*** Block opens ***

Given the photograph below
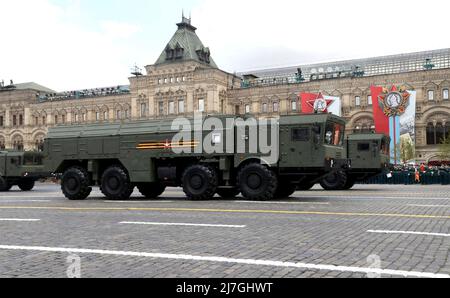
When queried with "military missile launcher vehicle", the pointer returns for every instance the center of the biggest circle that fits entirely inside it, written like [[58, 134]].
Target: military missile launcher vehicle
[[369, 155], [20, 168], [207, 156]]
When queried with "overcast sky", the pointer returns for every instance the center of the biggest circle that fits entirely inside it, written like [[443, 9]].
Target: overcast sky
[[78, 44]]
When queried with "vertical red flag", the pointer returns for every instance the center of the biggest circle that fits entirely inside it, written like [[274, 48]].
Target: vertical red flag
[[307, 98], [381, 120]]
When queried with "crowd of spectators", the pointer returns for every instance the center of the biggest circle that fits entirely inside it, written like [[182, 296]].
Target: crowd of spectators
[[87, 93], [414, 174]]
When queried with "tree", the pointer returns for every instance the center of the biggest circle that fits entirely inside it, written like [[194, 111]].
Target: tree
[[444, 149], [404, 151], [407, 150]]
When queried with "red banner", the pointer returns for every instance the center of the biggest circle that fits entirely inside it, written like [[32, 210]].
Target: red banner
[[381, 120]]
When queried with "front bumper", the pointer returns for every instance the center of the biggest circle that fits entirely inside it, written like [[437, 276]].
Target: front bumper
[[334, 165]]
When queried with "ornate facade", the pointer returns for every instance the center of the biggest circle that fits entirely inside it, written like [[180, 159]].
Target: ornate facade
[[185, 79]]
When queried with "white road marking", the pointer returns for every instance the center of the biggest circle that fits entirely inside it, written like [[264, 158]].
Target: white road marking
[[229, 260], [293, 203], [431, 206], [19, 219], [138, 202], [25, 201], [409, 233], [181, 224]]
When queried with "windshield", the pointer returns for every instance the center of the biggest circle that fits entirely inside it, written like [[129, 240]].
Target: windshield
[[385, 144], [334, 134]]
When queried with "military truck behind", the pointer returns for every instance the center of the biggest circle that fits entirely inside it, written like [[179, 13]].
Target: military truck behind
[[20, 168], [121, 156], [369, 155]]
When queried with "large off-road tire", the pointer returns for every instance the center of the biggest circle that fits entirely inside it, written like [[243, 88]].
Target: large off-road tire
[[257, 182], [26, 184], [199, 182], [151, 190], [4, 185], [75, 184], [228, 193], [116, 184], [351, 181], [285, 190], [335, 181], [303, 186]]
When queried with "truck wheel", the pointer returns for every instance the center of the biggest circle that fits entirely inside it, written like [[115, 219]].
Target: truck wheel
[[75, 184], [200, 183], [285, 191], [4, 185], [336, 181], [306, 186], [257, 182], [151, 190], [26, 184], [228, 193], [116, 184], [350, 183]]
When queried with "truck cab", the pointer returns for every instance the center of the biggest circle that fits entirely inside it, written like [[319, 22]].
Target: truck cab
[[369, 155], [20, 168]]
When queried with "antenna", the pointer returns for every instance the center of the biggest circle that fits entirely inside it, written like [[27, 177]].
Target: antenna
[[136, 71]]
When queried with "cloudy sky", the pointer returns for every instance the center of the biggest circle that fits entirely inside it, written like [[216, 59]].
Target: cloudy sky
[[78, 44]]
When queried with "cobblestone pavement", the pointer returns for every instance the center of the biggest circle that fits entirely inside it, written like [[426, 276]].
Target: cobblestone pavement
[[394, 231]]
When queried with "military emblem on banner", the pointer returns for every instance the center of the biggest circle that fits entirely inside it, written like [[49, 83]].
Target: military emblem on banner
[[394, 102]]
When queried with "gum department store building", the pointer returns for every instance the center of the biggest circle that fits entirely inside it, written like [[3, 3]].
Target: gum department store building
[[186, 79]]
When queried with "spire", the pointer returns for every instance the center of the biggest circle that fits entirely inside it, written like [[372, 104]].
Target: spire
[[185, 45], [186, 23]]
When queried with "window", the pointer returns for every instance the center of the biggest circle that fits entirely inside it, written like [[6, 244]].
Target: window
[[363, 147], [264, 108], [430, 95], [294, 105], [171, 107], [143, 109], [161, 108], [201, 105], [300, 134], [276, 107], [445, 94], [437, 132], [181, 106], [334, 134]]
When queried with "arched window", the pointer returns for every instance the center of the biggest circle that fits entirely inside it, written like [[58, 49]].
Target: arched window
[[437, 132]]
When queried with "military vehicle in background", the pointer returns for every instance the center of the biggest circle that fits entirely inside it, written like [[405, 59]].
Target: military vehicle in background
[[121, 156], [20, 168], [369, 155]]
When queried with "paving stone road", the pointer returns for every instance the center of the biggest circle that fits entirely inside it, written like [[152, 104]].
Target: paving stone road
[[394, 231]]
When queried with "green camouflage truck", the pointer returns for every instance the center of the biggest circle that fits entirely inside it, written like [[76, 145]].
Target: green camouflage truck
[[369, 155], [151, 155], [20, 168]]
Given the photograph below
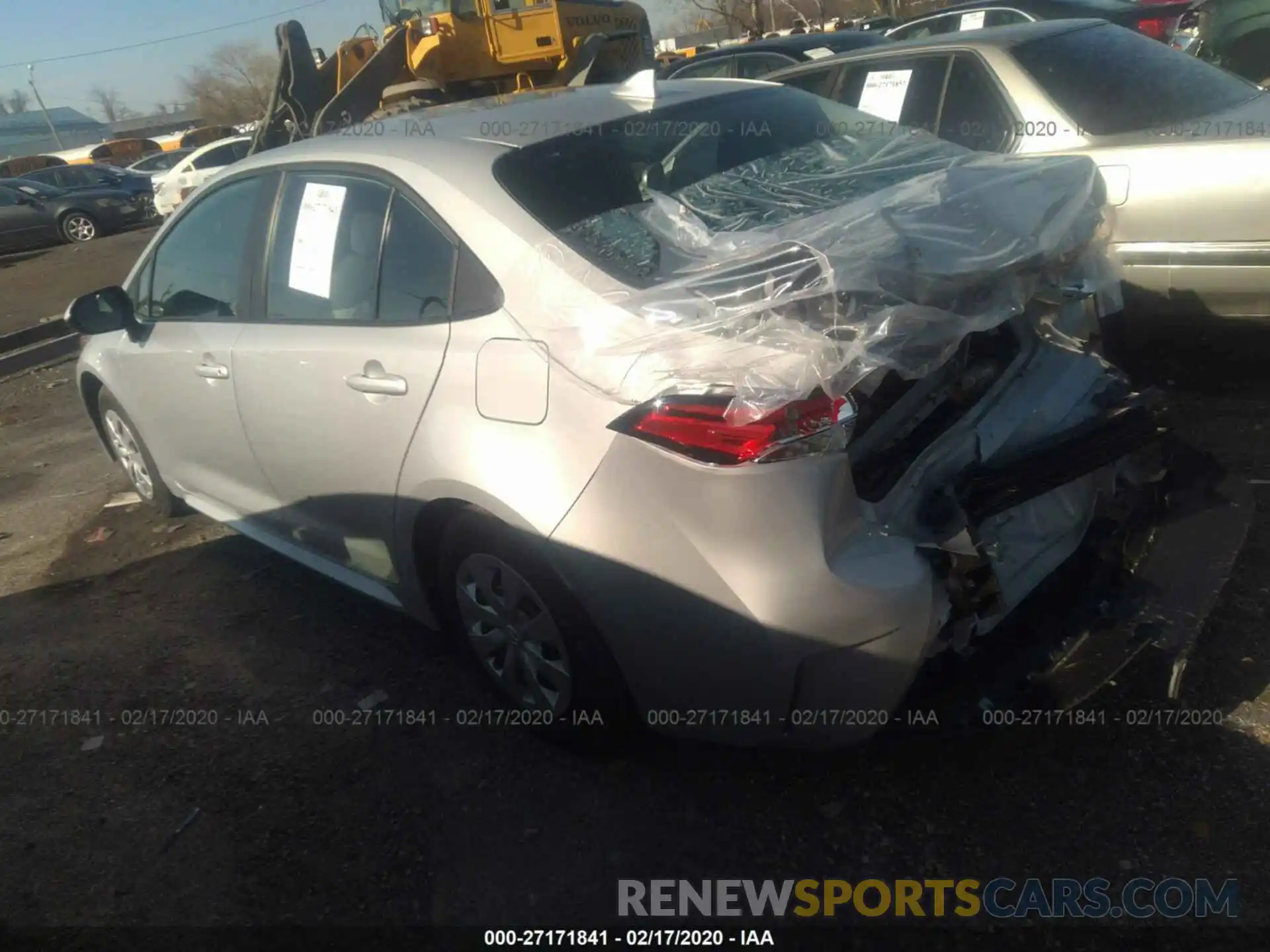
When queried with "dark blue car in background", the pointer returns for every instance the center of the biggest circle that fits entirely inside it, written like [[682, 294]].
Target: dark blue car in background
[[78, 178]]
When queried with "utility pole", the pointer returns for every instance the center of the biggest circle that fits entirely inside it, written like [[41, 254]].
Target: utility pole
[[31, 75]]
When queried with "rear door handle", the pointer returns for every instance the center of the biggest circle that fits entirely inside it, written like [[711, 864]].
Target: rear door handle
[[388, 385], [212, 371]]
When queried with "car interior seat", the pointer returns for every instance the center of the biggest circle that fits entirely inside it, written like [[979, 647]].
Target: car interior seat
[[356, 270]]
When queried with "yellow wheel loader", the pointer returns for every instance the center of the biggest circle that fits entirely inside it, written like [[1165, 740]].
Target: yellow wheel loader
[[443, 51]]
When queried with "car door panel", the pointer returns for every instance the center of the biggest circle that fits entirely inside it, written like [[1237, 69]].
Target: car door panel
[[333, 386], [22, 225], [175, 377]]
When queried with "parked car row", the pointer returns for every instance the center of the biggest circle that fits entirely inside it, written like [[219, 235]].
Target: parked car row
[[84, 202], [677, 418], [1236, 33], [1183, 146], [33, 214]]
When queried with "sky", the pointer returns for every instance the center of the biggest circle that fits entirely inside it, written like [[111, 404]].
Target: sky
[[151, 74]]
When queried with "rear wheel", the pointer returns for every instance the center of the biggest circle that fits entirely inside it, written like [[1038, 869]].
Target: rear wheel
[[529, 634], [131, 452], [79, 227]]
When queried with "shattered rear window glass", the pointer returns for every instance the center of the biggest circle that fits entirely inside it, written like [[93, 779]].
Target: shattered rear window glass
[[745, 160]]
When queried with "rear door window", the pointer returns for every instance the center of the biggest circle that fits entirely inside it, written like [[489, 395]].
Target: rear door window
[[817, 81], [974, 113], [897, 89], [325, 258], [934, 27], [1111, 80], [755, 65], [198, 270], [418, 272]]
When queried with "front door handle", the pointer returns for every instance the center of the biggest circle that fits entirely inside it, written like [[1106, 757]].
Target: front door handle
[[388, 385]]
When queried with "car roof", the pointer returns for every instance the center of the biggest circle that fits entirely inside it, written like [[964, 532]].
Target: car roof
[[1054, 9], [219, 143], [999, 37], [794, 44], [461, 132]]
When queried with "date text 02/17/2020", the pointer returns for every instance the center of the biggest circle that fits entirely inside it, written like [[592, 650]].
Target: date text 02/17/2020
[[700, 938]]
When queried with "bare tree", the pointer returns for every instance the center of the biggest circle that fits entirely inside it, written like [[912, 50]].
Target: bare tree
[[110, 103], [234, 84], [740, 16]]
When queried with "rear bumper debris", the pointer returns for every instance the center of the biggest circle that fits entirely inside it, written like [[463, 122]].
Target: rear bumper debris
[[1143, 583]]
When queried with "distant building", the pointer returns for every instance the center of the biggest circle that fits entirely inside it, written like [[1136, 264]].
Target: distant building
[[27, 134], [157, 125]]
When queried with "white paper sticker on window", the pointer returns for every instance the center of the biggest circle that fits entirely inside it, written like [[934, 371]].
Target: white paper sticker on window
[[314, 245], [884, 93]]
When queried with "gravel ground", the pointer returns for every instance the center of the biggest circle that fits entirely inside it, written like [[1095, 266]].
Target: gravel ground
[[34, 285], [486, 826]]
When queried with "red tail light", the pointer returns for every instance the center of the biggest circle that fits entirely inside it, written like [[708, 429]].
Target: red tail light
[[1159, 28], [697, 427]]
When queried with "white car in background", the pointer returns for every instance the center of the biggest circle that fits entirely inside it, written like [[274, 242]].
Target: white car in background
[[197, 168], [159, 164]]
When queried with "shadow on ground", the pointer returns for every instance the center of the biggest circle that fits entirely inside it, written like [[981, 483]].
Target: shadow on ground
[[392, 823]]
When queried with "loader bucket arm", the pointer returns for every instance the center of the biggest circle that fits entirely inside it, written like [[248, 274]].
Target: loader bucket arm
[[361, 95], [588, 66], [300, 91]]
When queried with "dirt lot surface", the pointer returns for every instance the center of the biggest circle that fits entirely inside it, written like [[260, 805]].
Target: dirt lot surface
[[34, 285], [266, 818]]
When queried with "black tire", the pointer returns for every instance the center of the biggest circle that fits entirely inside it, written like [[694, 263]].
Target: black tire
[[160, 498], [597, 684], [79, 226]]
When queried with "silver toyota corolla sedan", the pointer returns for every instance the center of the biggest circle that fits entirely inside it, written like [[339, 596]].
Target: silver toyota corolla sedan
[[683, 407], [1183, 145]]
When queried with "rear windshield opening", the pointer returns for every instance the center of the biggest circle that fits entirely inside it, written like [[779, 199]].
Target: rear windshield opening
[[742, 160], [1111, 80]]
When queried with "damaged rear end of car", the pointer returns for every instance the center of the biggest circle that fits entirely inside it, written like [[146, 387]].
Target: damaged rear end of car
[[869, 436]]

*** Block closes ***

TASK GOAL — Return verbatim each line from the one that mentions "like [[260, 805]]." to the end of the entries, inclusive.

SOLVED EXERCISE —
When queried with "dirt lot surface", the pointer returns for every instance the center of the biggest circle that fits entirely inside it, written like [[260, 805]].
Target: dirt lot surface
[[34, 285], [266, 818]]
When queried with "black tire", the pointer returns for every instance the center of the biggest circle that fits entirely inside it, written like [[694, 263]].
Target: black tire
[[160, 498], [597, 684], [79, 226]]
When queried with "silver toyota corolla sedan", the pointer returns for every instance the center of the biggest circle that fits entirely inside it, written like [[339, 596]].
Target: silver toyota corolla sedan
[[683, 407], [1183, 145]]
When queried with "rear windshield opening", the pointer returns for every instance the center of the biggest circle that fits entirely inside it, written like [[779, 199]].
Target: rear windshield opening
[[742, 160], [1111, 80]]
When queried with "damaged rear end of car", the pointer returns for every instance the center of the biggest circle that fits entirely inside it, written like [[146, 387]].
Target: damaged rear end of car
[[869, 436]]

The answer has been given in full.